### Text extract
--------------------

Phew. That is a lot.

If I am really honest with myself, really honest, I haven’t done too badly… I also think I take myself too seriously. If my brother could spend his last words to me making a joke while he was in INTENSIVE CARE, then I can learn to let go a little more.

Wait… let me put that in context. I do have a sense of humor, but I am very serious with my own goals. I need to give myself more grace. Here is the picture that I took at our last staff meeting with words that other people used to describe me- notice “best sense of humor” is pretty prominent.

senior staff

Where does this leave me? I do have a lot of pain. Pain from my past, pain from what is happening in the present, self-imposed pain and external pain. I want to get it out of me and let it go.

--------------------

### Raw records
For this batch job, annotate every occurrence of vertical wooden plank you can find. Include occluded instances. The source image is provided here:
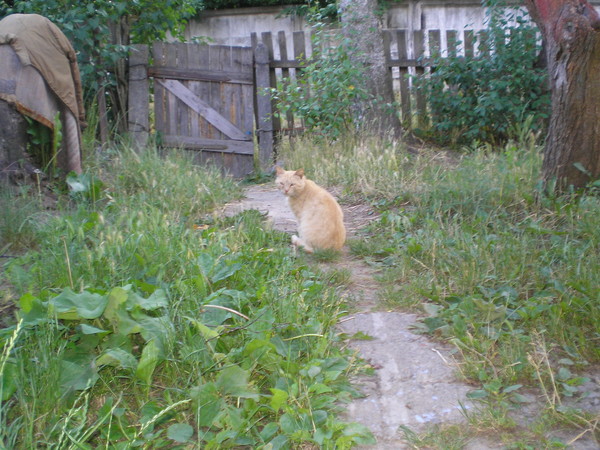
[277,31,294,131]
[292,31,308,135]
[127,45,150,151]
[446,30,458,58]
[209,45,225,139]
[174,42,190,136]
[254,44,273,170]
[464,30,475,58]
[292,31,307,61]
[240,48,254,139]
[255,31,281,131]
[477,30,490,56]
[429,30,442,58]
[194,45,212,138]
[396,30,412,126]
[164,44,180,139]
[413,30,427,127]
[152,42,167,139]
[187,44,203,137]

--------------------

### Written instruction A
Swap "vertical wooden plank" for "upright wooden board" in the rows of labeling data above, keeping everything else the same, and omit the pictures from your answer.
### Written instruction B
Please pick up the personal reflection on humor, goals and pain after its last sentence and keep writing.

### Written answer A
For this batch job, annotate every occurrence of upright wooden board you can find. Include occluded instances. The source image is provided here:
[277,31,294,131]
[292,31,308,135]
[127,45,150,151]
[446,30,458,58]
[209,45,225,139]
[174,42,190,136]
[254,44,273,170]
[464,30,475,58]
[292,31,307,61]
[240,48,254,139]
[255,31,281,131]
[477,30,490,56]
[429,30,442,58]
[194,45,212,138]
[396,30,412,126]
[164,44,180,139]
[413,30,427,127]
[152,42,167,139]
[187,44,203,137]

### Written answer B
I often leave myself out or last. I think a part of this comes from growing up with Paul. I am not blaming him or making an excuse. The relationship of a sibling with a disability has shaped my entire view of the world. Paul was a beautiful enigma but he needed a lot of care. I loved him deeply and feel almost like he was my son. Growing up I was exceeding expectations, so I let my needs go to make sure that he was alright. He brought a lot of joy to my life, but also took a lot of energy. Fighting for myself was a secondary thought because in context what did I really have to fight for? I could eat, speak clearly, run, go to school, get married, drive, live on my own, etc. Paul could do those things sometimes, but needed a lot of help to get there. Then when he was struggling with Hepatitis C for the last 7 years of his life, it was an even bigger need.

I matter. I need to frame my thoughts to support my needs. I also need to be gentle with myself. Having goals is not bad. Having unrealistic goals and then shaming myself for not reaching them is.

Where do I go from here?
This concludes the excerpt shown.